== RECORDS FOR THE EXERCISE ==
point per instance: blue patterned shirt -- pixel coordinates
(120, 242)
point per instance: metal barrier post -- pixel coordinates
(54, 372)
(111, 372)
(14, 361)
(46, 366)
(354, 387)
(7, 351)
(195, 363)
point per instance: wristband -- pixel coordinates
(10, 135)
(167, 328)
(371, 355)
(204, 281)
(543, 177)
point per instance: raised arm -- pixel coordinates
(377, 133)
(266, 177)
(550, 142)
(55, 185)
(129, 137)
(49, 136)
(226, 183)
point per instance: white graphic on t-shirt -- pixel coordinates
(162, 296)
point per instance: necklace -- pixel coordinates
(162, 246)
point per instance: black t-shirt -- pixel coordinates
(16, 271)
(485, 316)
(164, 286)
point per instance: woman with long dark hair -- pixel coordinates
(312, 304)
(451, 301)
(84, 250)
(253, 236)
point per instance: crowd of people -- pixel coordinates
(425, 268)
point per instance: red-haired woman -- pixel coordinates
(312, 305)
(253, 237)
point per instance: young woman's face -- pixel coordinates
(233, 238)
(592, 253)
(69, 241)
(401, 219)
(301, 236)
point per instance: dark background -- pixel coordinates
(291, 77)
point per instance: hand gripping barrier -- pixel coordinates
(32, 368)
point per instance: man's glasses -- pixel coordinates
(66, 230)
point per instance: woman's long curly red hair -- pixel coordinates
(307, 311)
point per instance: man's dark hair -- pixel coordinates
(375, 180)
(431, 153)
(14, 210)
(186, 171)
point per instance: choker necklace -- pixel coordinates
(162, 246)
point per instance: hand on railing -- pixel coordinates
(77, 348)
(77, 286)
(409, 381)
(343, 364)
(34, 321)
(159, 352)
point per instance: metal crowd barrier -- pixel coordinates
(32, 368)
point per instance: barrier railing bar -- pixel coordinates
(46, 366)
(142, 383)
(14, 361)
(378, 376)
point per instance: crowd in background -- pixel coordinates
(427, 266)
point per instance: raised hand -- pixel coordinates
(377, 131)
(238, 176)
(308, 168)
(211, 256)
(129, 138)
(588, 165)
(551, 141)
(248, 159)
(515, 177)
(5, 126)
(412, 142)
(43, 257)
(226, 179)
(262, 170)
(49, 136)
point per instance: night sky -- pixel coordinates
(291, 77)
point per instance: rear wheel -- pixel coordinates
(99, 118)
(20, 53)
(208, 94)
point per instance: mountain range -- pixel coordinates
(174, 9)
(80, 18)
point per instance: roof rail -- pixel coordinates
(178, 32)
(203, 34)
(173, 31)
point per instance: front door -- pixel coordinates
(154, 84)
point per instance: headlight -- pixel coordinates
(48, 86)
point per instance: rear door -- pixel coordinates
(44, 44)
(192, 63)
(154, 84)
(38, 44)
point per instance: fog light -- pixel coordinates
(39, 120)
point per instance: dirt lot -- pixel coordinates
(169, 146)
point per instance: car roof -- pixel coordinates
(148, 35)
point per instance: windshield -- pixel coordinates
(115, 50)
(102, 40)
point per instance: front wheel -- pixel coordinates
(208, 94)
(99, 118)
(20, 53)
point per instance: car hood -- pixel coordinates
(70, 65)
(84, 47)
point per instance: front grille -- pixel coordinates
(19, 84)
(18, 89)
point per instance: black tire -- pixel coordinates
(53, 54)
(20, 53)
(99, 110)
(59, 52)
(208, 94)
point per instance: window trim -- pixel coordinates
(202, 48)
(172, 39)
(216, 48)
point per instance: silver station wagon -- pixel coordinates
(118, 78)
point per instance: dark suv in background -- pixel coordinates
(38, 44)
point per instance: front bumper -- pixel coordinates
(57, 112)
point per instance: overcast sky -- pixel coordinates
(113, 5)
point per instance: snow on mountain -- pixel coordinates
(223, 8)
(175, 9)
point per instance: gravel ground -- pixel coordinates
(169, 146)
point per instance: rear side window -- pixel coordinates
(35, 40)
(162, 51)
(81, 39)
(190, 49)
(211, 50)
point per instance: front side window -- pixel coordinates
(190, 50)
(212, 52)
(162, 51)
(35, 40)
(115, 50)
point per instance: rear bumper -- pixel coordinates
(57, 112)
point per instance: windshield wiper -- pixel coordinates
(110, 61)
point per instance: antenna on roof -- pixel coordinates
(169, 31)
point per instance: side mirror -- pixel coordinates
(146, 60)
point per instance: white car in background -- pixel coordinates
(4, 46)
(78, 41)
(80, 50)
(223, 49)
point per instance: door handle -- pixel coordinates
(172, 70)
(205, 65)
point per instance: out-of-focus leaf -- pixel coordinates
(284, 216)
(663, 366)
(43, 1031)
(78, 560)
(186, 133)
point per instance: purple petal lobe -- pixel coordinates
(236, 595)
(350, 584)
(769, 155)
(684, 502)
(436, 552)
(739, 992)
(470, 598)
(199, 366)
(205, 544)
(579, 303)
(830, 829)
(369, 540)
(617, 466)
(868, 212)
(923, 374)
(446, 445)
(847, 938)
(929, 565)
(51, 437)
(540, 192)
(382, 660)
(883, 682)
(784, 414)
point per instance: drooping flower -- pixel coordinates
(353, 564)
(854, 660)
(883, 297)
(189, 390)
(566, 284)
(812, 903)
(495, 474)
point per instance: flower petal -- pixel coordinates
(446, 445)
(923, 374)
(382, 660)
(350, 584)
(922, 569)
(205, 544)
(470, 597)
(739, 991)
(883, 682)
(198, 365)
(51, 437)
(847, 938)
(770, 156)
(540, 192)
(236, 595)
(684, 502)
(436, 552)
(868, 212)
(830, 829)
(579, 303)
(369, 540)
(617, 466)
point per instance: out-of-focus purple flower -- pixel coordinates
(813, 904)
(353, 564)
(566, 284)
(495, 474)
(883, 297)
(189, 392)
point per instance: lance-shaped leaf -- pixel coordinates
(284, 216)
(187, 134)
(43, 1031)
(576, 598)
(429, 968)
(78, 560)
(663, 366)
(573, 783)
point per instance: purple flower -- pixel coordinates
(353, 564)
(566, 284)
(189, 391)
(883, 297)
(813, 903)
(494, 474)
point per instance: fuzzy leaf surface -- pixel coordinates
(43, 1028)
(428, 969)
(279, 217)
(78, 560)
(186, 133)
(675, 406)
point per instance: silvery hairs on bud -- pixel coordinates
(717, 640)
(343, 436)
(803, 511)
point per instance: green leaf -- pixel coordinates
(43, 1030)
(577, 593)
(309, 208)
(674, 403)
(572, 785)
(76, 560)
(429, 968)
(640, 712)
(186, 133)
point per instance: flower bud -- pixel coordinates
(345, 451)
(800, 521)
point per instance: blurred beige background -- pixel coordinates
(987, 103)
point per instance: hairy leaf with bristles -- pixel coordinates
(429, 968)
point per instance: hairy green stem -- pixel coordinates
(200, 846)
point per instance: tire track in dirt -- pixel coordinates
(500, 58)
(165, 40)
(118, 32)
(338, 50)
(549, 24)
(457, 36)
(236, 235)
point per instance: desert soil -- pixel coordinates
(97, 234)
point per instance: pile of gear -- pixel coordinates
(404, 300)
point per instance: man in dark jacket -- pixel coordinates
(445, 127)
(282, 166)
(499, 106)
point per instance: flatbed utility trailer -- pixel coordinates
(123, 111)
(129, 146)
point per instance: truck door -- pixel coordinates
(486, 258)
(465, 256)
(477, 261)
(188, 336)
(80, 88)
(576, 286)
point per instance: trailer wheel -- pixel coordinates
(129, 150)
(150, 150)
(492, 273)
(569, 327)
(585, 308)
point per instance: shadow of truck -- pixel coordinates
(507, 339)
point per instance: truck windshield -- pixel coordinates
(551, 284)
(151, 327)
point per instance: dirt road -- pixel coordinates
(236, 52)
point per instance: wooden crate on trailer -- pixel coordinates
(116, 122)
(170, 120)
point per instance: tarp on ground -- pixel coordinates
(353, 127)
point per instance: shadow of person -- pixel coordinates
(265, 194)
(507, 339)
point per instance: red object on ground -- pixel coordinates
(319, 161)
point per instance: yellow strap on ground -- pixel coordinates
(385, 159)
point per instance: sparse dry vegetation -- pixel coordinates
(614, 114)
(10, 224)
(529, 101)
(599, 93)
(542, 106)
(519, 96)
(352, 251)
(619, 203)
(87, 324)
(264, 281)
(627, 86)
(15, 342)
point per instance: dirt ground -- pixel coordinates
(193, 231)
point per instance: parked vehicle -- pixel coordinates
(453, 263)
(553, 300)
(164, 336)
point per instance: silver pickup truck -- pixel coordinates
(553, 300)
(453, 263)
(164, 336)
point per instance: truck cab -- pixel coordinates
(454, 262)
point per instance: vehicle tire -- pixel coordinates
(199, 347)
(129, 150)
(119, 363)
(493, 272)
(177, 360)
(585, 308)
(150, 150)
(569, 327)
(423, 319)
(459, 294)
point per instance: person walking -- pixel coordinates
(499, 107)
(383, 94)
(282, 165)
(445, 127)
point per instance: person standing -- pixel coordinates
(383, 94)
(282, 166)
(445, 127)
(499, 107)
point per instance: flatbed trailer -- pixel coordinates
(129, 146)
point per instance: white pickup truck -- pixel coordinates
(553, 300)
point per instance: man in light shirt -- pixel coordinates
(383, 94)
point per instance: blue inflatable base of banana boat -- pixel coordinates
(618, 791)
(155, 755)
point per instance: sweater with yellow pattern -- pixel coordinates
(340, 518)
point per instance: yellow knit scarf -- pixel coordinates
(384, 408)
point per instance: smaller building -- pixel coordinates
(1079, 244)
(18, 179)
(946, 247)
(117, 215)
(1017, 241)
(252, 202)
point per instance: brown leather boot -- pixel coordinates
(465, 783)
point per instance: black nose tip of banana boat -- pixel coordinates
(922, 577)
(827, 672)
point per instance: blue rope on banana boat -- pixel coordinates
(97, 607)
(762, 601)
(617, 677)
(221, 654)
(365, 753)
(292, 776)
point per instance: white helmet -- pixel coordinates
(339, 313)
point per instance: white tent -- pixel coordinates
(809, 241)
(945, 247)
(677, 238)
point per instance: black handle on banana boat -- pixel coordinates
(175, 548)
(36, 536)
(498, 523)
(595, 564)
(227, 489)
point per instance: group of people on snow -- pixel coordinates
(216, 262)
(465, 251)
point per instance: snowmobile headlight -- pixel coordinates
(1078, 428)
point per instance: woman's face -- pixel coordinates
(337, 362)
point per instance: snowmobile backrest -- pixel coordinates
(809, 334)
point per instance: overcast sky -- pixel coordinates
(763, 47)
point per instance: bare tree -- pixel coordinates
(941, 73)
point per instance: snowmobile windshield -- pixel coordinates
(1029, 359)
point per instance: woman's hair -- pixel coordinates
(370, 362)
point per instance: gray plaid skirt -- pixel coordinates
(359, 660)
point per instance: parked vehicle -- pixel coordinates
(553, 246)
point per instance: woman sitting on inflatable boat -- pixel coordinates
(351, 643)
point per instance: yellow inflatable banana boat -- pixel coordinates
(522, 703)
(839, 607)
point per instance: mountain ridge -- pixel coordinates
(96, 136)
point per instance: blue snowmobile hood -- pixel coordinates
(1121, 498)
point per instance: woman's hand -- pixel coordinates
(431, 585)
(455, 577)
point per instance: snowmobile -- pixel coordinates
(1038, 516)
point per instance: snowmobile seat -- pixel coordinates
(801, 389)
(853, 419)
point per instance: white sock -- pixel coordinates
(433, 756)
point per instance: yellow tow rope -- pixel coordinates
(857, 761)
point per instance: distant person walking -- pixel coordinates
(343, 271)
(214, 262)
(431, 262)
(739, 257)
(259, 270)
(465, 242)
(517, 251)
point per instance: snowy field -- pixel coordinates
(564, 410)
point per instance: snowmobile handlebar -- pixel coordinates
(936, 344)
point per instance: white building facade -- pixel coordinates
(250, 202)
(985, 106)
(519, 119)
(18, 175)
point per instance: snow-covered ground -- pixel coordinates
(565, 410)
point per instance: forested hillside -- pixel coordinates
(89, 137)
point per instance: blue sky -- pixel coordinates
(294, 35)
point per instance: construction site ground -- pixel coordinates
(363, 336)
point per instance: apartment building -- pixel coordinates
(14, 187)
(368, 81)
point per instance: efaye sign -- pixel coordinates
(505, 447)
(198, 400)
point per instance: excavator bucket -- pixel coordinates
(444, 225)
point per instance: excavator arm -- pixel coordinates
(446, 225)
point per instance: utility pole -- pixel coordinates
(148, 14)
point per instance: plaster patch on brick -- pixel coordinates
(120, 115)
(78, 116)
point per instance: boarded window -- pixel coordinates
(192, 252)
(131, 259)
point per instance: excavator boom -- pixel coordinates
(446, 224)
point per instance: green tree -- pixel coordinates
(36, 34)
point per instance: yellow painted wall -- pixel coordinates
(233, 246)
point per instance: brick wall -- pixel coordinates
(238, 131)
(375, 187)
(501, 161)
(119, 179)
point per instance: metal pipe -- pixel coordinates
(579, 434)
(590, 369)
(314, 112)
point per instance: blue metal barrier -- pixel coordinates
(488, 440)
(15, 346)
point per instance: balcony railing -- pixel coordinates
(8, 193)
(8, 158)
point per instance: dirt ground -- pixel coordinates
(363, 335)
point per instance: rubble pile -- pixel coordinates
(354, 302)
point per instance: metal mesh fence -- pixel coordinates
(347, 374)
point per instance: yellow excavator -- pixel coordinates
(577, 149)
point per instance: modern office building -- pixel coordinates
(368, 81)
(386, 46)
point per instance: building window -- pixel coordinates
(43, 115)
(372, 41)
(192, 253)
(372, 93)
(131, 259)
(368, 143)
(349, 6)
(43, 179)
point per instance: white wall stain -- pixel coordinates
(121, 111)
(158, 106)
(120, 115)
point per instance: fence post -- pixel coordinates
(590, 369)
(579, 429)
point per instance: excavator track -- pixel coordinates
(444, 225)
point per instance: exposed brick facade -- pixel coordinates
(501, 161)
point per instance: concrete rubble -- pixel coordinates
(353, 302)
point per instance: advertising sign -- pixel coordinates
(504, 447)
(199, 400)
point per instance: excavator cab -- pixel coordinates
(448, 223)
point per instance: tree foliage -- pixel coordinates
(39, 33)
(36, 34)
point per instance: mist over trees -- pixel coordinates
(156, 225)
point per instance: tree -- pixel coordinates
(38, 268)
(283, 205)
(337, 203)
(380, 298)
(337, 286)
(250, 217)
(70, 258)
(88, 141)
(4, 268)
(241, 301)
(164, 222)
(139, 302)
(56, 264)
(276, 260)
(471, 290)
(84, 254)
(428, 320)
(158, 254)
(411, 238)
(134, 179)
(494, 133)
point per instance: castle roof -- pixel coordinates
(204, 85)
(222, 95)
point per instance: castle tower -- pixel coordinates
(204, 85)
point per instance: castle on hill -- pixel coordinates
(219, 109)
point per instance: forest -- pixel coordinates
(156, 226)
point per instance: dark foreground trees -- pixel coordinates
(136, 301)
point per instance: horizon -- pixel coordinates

== DIRECTIONS FOR THIS TASK ==
Retype, exactly and only, the lines running from the one with "point per instance: modern" through the final line of the listing above.

== ANSWER BOX ==
point per instance: modern office building -- pixel coordinates
(368, 81)
(386, 46)
point per instance: building window -- pixel coordinates
(43, 115)
(372, 41)
(192, 253)
(372, 93)
(131, 259)
(368, 143)
(349, 6)
(43, 179)
point per instance: white wall stain -- pixel coordinates
(121, 111)
(158, 106)
(120, 115)
point per instance: fence post -- pixel coordinates
(590, 369)
(579, 429)
point per instance: excavator track -- pixel coordinates
(444, 225)
point per instance: exposed brick facade -- pixel coordinates
(501, 161)
point per instance: concrete rubble -- pixel coordinates
(353, 302)
point per instance: advertising sign -- pixel coordinates
(504, 447)
(199, 400)
point per instance: excavator cab -- pixel coordinates
(448, 223)
point per instance: tree foliage -- pixel coordinates
(39, 33)
(36, 34)
point per instance: mist over trees -- pixel coordinates
(156, 225)
point per instance: tree -- pixel coordinates
(38, 268)
(283, 205)
(337, 203)
(380, 298)
(337, 286)
(250, 217)
(70, 258)
(88, 141)
(4, 268)
(241, 301)
(164, 222)
(139, 302)
(56, 264)
(276, 260)
(471, 290)
(84, 254)
(428, 320)
(158, 254)
(411, 238)
(134, 179)
(494, 133)
point per instance: castle roof -- pixel coordinates
(204, 85)
(222, 95)
point per instance: castle tower -- pixel coordinates
(204, 85)
point per instance: castle on hill -- pixel coordinates
(219, 109)
point per instance: forest -- pixel coordinates
(156, 226)
point per instance: dark foreground trees -- pixel coordinates
(136, 301)
point per instance: horizon -- pixel coordinates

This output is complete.